Document extract ->
Things you want to say but can't

A chance to get it off your chest

14,401 to 14,420 of 16,544 messages
19/02/2013 at 13:19

Dear neighbour.

It's not rocket science, it's quite easy really; let me explain.

Your car is about 12 feet long at a guess. My car is of similar length. Thats a total of about 24 feet. When there is agap of about 40 feet between two other parked cars that means that both you and I could park our cars in that gap. If you continue to park yours like a kn0b every time that means that only you will be able to park your car. If you stop being a selfish numpty that means that another neighbour could park their car fairly close to their house instead of having to catch a bus to their car as they have had to park it so far away. Understand ?

Cheerful Dave    pirate
19/02/2013 at 13:27

Am I the only one wondering if EKGO is mimaduck's doctor?

Source data ->
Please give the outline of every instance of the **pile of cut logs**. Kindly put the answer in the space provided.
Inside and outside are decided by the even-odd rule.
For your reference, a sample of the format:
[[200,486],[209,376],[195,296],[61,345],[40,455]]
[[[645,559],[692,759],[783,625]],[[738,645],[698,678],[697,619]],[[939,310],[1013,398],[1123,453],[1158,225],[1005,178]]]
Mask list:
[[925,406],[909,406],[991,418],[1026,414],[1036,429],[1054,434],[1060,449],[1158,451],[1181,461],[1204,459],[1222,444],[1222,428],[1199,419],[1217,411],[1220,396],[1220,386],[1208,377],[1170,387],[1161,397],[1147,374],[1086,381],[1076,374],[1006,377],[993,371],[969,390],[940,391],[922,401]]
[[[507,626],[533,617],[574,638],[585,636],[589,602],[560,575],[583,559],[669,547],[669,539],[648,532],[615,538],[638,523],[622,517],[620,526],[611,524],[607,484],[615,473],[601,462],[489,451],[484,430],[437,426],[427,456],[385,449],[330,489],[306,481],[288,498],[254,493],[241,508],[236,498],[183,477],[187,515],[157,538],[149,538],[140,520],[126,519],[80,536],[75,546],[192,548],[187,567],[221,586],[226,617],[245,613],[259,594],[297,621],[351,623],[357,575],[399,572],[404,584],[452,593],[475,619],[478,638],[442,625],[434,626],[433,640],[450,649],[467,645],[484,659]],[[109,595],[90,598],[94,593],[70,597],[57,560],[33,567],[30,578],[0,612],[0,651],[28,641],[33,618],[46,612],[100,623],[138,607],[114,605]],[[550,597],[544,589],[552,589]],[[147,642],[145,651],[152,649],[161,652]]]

Exercises ->
1: In the parking forum thread, how long does the writer guess the neighbor's car is?
2: Extend the parking forum thread past its last message.
The records aren't needed for any of this.

Answers to the exercises ->
1: About 12 feet long.

2:
19/02/2013 at 13:31

the timing of that was uncanny

19/02/2013 at 13:31

Well spotted

alas no, but reading the post it could be marginally less of a problem

19/02/2013 at 13:53

'Will you please get away from my desk, you germ-laden sh*t-bag!'

Actually - I did say it, but I guess it still counts...

19/02/2013 at 13:53

Oh EKGO...if you were my doctor I promise not to pester you on your holiday.

Now to chase dewsbury hospital for their letter they promised me. might be easier if I just became bionic!

19/02/2013 at 16:40

OH MY GOD I AM SO SICK OF WINTER!!!!!!!!  

19/02/2013 at 16:42
Little Nemo - waving, not drowning! wrote (see)

Lady on the tube - leopard print panel on your dress and leopard print tights? Just no

 

I saw one today wearing some sort of  bright green and pink floral jumpsuit and pink canvas shoes - I wondered if she had escaped from clown school  :-S

19/02/2013 at 16:43
Snap! wrote (see)

'Will you please get away from my desk, you germ-laden sh*t-bag!'

Actually - I did say it, but I guess it still counts...

 

mimaduck wrote (see)

Oh EKGO...if you were my doctor I promise not to pester you on your holiday.

Now to chase dewsbury hospital for their letter they promised me. might be easier if I just became bionic!

i hope Snap! isn't a GP.

Bedside manner might need a bit of work.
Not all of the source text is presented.